▸ **PROBLEM**: The required output is the line containing "Where can you see the beige" followed by every line after it to the end of the listing, each written out exactly.

▸ **RECORDS PROVIDED**:
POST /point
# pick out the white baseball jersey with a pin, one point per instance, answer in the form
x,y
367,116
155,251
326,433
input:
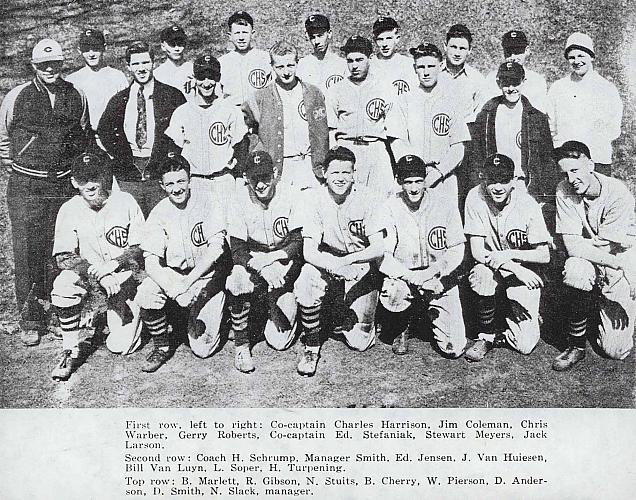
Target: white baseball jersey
x,y
207,135
242,74
181,236
322,73
519,225
101,235
98,87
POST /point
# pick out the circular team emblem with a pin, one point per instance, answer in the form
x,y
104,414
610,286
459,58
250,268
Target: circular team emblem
x,y
516,238
280,227
117,236
437,238
196,235
375,108
257,78
218,133
441,124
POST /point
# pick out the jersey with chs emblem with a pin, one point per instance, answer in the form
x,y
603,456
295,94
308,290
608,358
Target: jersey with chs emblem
x,y
242,74
180,236
322,73
359,110
207,135
518,226
339,229
98,235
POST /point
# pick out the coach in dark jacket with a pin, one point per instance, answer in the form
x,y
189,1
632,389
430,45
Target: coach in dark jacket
x,y
133,125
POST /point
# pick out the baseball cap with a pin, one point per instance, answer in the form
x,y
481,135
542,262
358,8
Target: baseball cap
x,y
514,42
207,66
317,23
46,50
383,24
359,44
579,41
510,73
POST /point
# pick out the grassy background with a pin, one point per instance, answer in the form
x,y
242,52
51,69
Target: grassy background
x,y
344,378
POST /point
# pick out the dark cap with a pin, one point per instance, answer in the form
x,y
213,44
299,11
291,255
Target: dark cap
x,y
317,23
383,24
92,38
240,17
571,149
510,73
207,66
359,44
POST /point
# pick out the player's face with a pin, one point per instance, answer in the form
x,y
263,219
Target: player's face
x,y
177,186
457,50
285,68
580,61
140,66
339,176
427,69
578,172
241,36
387,42
358,65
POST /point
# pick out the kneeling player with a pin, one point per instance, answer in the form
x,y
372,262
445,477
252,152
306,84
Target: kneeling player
x,y
341,241
424,244
508,238
96,248
267,258
187,261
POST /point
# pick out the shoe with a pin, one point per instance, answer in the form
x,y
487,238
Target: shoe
x,y
156,360
401,344
568,358
479,350
65,367
307,363
243,359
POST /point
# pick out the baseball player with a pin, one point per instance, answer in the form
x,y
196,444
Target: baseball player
x,y
341,243
508,239
98,81
322,67
96,248
246,68
211,133
595,217
388,65
290,119
267,258
175,70
187,262
356,111
516,49
584,106
424,245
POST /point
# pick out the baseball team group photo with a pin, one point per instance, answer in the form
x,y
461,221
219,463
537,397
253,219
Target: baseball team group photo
x,y
371,204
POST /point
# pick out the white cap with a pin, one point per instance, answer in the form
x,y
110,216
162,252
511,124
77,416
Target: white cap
x,y
46,50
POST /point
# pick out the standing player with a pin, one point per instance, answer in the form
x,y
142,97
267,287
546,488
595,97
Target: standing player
x,y
175,70
595,217
187,262
98,81
388,65
584,106
322,67
508,238
291,122
424,244
356,111
96,248
267,258
245,69
341,242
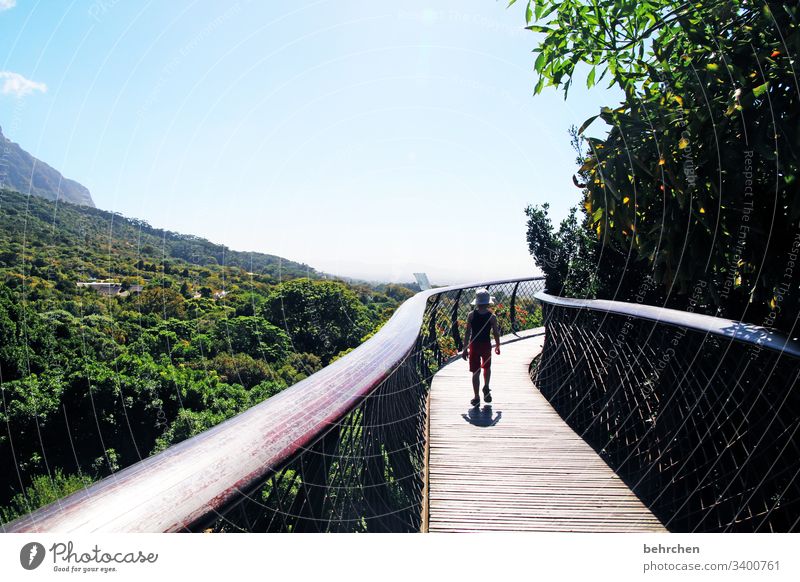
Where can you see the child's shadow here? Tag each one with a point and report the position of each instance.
(482, 416)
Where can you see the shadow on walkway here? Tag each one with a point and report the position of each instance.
(482, 416)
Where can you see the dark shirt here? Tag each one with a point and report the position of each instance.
(481, 327)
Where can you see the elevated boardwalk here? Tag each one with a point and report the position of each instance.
(515, 465)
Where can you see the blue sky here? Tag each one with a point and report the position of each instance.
(366, 138)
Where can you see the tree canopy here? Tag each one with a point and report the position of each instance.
(693, 193)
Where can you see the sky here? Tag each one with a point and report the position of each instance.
(368, 139)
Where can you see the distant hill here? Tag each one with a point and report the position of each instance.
(100, 244)
(22, 172)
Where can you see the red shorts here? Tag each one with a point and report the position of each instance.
(480, 356)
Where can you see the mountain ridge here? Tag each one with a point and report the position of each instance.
(27, 174)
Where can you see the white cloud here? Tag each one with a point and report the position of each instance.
(17, 85)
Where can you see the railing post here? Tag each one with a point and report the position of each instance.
(454, 323)
(513, 314)
(433, 336)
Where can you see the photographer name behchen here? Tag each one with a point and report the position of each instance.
(678, 549)
(66, 554)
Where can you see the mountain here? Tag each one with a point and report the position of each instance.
(102, 244)
(22, 172)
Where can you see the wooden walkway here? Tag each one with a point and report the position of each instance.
(514, 464)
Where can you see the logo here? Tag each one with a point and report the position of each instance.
(31, 555)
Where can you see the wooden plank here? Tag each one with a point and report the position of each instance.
(515, 465)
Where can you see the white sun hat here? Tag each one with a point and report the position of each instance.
(482, 297)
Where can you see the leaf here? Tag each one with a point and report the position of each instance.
(587, 123)
(759, 91)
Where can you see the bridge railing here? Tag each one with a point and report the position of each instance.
(699, 415)
(343, 450)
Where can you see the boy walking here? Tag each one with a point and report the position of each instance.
(479, 350)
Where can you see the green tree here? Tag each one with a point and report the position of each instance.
(695, 185)
(320, 317)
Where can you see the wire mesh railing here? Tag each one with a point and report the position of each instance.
(341, 451)
(698, 415)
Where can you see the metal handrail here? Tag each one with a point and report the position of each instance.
(758, 337)
(190, 481)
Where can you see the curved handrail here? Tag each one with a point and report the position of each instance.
(758, 337)
(179, 486)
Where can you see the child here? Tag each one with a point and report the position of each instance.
(479, 322)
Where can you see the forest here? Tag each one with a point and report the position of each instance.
(176, 335)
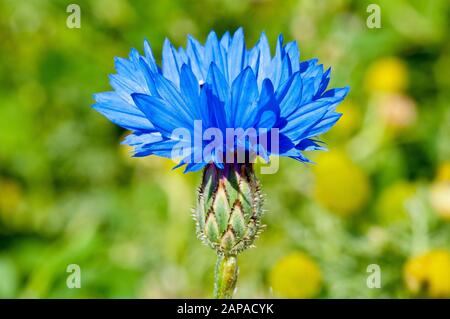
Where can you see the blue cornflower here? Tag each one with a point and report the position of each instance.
(221, 85)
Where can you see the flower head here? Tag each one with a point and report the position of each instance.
(209, 102)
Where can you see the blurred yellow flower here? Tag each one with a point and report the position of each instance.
(296, 276)
(391, 205)
(340, 185)
(440, 191)
(389, 74)
(443, 173)
(429, 273)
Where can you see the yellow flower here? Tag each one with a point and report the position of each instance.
(391, 205)
(429, 273)
(296, 276)
(440, 191)
(340, 185)
(443, 174)
(387, 75)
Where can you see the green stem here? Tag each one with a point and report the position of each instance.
(225, 276)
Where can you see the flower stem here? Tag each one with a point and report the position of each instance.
(225, 277)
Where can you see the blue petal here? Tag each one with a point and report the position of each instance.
(163, 115)
(120, 112)
(170, 63)
(236, 55)
(244, 92)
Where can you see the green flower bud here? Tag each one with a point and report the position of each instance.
(229, 208)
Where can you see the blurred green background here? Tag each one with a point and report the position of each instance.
(71, 194)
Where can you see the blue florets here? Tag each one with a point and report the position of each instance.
(216, 87)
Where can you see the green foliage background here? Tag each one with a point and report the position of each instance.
(70, 194)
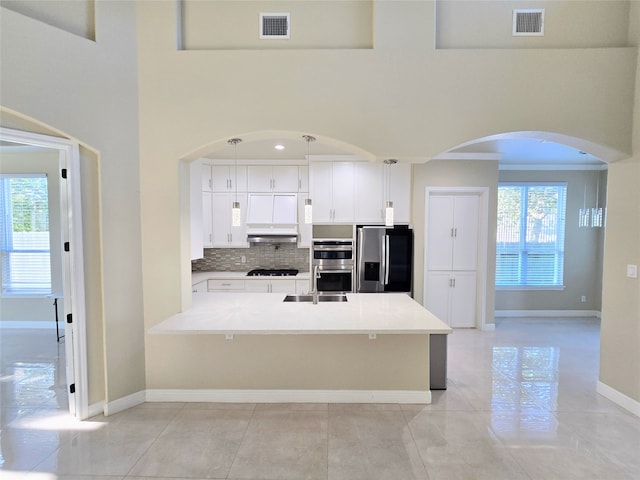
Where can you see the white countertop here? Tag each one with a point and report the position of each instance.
(266, 313)
(197, 277)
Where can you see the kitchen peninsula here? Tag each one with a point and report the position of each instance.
(253, 347)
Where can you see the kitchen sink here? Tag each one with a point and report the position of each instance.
(321, 298)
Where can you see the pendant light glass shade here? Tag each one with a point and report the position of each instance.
(388, 215)
(308, 205)
(308, 211)
(236, 214)
(388, 211)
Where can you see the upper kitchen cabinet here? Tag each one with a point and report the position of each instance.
(273, 178)
(375, 184)
(369, 192)
(331, 190)
(223, 178)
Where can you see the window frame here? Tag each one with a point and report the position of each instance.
(7, 288)
(558, 251)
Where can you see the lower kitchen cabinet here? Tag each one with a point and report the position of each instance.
(222, 285)
(253, 285)
(303, 286)
(451, 296)
(270, 286)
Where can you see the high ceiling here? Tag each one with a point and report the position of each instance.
(512, 153)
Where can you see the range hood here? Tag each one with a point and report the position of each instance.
(272, 235)
(272, 218)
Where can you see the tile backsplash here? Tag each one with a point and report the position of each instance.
(256, 256)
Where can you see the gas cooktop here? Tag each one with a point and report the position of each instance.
(265, 272)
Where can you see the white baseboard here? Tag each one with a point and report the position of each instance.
(619, 398)
(547, 313)
(95, 409)
(124, 403)
(290, 396)
(30, 324)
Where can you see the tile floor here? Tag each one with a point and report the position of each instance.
(521, 404)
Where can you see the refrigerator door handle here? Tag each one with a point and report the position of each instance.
(383, 261)
(386, 259)
(360, 259)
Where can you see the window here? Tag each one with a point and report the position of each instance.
(24, 234)
(530, 237)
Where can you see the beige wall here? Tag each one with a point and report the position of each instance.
(620, 331)
(583, 248)
(567, 24)
(228, 24)
(402, 99)
(88, 91)
(456, 173)
(37, 160)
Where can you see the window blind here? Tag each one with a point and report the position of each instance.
(530, 236)
(25, 262)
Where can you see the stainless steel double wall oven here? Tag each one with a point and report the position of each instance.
(334, 259)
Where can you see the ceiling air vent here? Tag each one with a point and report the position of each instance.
(275, 25)
(528, 22)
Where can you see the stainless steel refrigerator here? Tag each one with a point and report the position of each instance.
(384, 259)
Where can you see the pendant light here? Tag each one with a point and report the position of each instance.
(236, 217)
(388, 211)
(584, 214)
(308, 206)
(597, 216)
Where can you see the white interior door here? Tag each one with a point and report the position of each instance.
(73, 313)
(465, 227)
(440, 232)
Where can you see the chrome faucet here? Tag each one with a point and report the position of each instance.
(314, 284)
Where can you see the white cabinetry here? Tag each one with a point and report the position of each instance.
(207, 219)
(253, 285)
(373, 191)
(270, 286)
(222, 178)
(369, 192)
(304, 229)
(272, 209)
(452, 258)
(303, 286)
(224, 234)
(332, 192)
(451, 296)
(452, 234)
(273, 178)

▸ **RESPONSE**:
Where can you see the beige wall here? Tag each one with a point and report the position of each instance.
(620, 331)
(583, 248)
(567, 24)
(228, 24)
(402, 99)
(88, 91)
(456, 173)
(37, 160)
Where can you see the window blind here? Tag each one with a point and report the position of each instance.
(530, 236)
(25, 262)
Where can you see the stainless steel double wall oven here? Tag each one with a point and report the position of each instance.
(334, 259)
Where can you see the ceiling air vent here? Tag each one with a point and report the position of each instance.
(275, 25)
(528, 22)
Where can you see the stainless steel refrigerator here? Tag each one with a point and report the position of each instance.
(384, 259)
Where can you see the pendant light here? Tag each one with a point and report the position of each instance.
(236, 217)
(388, 211)
(584, 214)
(308, 206)
(597, 216)
Where can you see the white interior door here? Tag each one with a point and report the position of each instance.
(73, 313)
(465, 227)
(440, 232)
Where can you see the chrome faucet here? Tag each one with a point and report the position of each instance.
(314, 284)
Where can you see the white cabinetry here? Tag each one with a point and report the position of each instance.
(207, 219)
(253, 285)
(373, 191)
(270, 286)
(222, 178)
(369, 192)
(304, 229)
(272, 209)
(452, 258)
(303, 286)
(224, 234)
(332, 192)
(451, 296)
(452, 234)
(273, 178)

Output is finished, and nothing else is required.